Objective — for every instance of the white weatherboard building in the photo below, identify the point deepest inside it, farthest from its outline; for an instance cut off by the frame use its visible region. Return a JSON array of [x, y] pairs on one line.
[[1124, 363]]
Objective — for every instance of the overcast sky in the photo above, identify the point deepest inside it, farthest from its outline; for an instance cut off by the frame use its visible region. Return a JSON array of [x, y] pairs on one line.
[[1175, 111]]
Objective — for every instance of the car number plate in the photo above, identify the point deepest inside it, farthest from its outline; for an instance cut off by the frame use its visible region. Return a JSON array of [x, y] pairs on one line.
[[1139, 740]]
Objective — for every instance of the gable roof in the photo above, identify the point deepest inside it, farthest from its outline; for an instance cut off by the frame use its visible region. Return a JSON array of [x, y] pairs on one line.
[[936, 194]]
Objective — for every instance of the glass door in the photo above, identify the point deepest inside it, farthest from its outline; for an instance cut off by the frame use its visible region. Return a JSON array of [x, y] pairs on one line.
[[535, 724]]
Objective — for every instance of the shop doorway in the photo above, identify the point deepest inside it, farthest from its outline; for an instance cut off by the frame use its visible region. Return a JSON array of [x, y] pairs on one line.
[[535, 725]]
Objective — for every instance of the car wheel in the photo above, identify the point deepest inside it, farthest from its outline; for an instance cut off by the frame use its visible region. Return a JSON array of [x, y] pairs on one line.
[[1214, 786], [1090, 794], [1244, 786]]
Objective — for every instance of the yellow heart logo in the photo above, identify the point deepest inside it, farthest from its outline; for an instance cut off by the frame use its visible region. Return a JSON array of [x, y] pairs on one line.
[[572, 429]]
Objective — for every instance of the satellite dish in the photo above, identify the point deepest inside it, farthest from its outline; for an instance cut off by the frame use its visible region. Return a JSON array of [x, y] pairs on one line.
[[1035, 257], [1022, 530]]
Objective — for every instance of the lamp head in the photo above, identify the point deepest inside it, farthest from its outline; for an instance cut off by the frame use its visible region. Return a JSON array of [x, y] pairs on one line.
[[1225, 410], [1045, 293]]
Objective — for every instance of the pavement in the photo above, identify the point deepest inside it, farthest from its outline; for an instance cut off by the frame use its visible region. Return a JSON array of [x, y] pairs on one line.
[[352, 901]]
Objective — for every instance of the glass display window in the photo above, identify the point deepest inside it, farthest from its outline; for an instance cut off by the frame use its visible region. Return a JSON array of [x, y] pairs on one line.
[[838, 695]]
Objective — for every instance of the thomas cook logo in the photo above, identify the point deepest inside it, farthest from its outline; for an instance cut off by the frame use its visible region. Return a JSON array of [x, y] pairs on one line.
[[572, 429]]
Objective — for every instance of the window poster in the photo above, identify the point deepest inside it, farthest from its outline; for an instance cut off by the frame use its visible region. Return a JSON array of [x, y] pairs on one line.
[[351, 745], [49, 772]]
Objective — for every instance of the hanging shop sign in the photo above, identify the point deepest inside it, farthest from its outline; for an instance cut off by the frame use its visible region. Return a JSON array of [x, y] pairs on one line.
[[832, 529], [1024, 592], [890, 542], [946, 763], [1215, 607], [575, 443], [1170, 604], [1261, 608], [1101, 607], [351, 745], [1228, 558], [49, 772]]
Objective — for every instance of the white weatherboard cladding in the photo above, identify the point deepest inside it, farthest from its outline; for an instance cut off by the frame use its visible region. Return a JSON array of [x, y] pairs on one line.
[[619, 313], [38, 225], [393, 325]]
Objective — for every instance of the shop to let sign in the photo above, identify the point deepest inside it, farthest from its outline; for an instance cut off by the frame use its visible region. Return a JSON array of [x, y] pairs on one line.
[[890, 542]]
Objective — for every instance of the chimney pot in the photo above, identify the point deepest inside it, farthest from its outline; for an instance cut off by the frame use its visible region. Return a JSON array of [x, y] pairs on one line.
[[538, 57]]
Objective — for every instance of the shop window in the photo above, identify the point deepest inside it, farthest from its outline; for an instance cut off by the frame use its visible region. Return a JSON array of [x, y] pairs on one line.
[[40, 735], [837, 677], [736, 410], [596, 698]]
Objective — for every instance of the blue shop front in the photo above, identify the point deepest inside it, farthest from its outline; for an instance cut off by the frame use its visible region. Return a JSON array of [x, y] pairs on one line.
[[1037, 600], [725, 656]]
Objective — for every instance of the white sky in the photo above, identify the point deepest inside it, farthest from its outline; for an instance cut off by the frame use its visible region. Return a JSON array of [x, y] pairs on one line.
- - - -
▸ YOUR TASK
Extract all of the data above and output it character for character.

▸ TASK RESULT
Objective — for every instance of the white weatherboard building in the photo below, identify the point deepest inside it, farthest from its outline; for an instance cut off by the frame use its visible region. Return a JSON array of [x, y] pairs on one line.
[[1124, 363]]
Objective — for every instance of the overcast sky in the photo above, identify the point deepest inside it, farthest from its outline; for an instance cut off by the frame use its visible region. Return a JSON array of [x, y] pairs on one line.
[[1175, 111]]
Objective — for every instance of the car number plate in the photo above, identify the point deepest inside it, farthest from its outline; for an instance cut off by the frame use its visible region. Return a JSON array of [x, y] pairs on one line.
[[1139, 740]]
Objective — for every instance of the gable roof in the photo above, identify the point deepest inside it, farthest from its outline; for an instance cut off by the frame use its visible region. Return a JSON array of [x, y] pairs on one line.
[[936, 194]]
Objective — for every instance of the glass door in the photo above, identify the point deepest inside it, farthest from its outline; for an instance cut off by the frame use its visible region. Return a JSON array of [x, y] pairs on one line.
[[535, 724]]
Objective — for every instance of the shop doorway in the photo above, identify the point deepest inside it, farthest from its outline; for an instance cut off by the frame use its visible region. Return a JSON array of [x, y] pairs on one line.
[[535, 725]]
Objective — for every instance of the car wheel in the photo above, identify the point deepest inside it, farthest from its outline; for an instance cut off by the frame use its visible region. Return a JSON array of [x, y] pairs on one line.
[[1214, 786], [1090, 794], [1244, 786]]
Objective — for every instance of the yellow heart logo in the photo above, identify the point deepest inside it, farthest from its outline; for an instance cut off by the frame use its visible region. Return a JSON array of [x, y] pairs on one line.
[[572, 429]]
Objective — for every instance of the satellite dish in the photo above, identify the point deepest inside it, farthest from its outline; for an instance cut off by the frame use its visible region. Return a JSON array of [x, y] pairs on one line.
[[1035, 257], [1022, 530]]
Objective — for every instance of the lamp head in the photo above, identify the point deepest inside it, farthest from its outline; for an instance cut off by the frame use its visible region. Return a JSON array of [x, y] pairs on one line.
[[1225, 410], [1045, 293]]
Objective — for every instance of the pavement in the photo above, identify the point deepest inside it, farthest from its outline; for an instance cut off by the frame use its visible region. Return a JSON array of [x, y] pairs on one line.
[[352, 901]]
Objective — for every instance of the glass display window in the photo above, identify the point deepest inside it, farthest from its outline; for an instance cut off by the frame use its visible region. Return a JSON array of [x, y] pairs on one line.
[[838, 695]]
Objective — for every instance of the thomas cook logo in the photo above, identify the point deepest inside it, farthest from its outline; for an instance cut off by the frame use its visible region. Return a JSON array of [x, y] pairs on one line.
[[572, 429]]
Objective — for every instance of the window poster in the photo above, identify the point deepest inside it, farthest from its outline; for an instance cut off by the frame use its visible region. Return a JSON array of [x, y] pairs on one line.
[[351, 745], [49, 772]]
Objective — for every instance of the hanging shop sign in the photo above, identify the point deepest inside it, farthest from its outline; for an instance cut off by the frame use its visible region. Return a JSON array of [x, y] pairs on one line.
[[832, 529], [1024, 592], [890, 542], [946, 763], [1215, 607], [575, 443], [1170, 604], [1261, 608], [1101, 607], [351, 745], [1228, 558], [49, 772]]
Objective — for every instance of the white weatherboard cladding in the photo above, identify the point deepest inside it, farthest from its outline; for an instance cut off by the frame use its visible region. Return a JSON array of [x, y] pairs on one line.
[[619, 313], [38, 225], [393, 325]]
Objective — for every instance of the shop to let sign in the photo above, identify the point deepest inside it, farthest from its outline; for an instance cut off by the frame use its visible region. Return a JSON array of [x, y] pairs on one line.
[[890, 542]]
Objective — for every instance of the chimney pot in the photo above, identify the point deepest inside it, farthest from its outline; for an instance cut off by the frame use its visible region. Return a JSON array of [x, y] pairs on one line.
[[538, 57]]
Objective — for every instance of the shop window in the photo above, identify the point deepest inside it, farthest from its outline; for an instance cut off by the frame use its visible region. Return a JSON array of [x, y] pairs on one line.
[[40, 735], [837, 677], [736, 410], [596, 698]]
Objective — for every instance of the blue shop front in the photo above, identify the point deepest inside it, farthest from its outline; for an instance cut off by the frame use its visible region. Return a JSON array of [x, y] pairs on one line.
[[1037, 600], [725, 656]]
Objective — for every instance of the white sky in the photo above, identify the point deepest inside it, farthest from its outline; for an instance cut off by the frame use its visible region. Return a JSON array of [x, y] pairs on one line.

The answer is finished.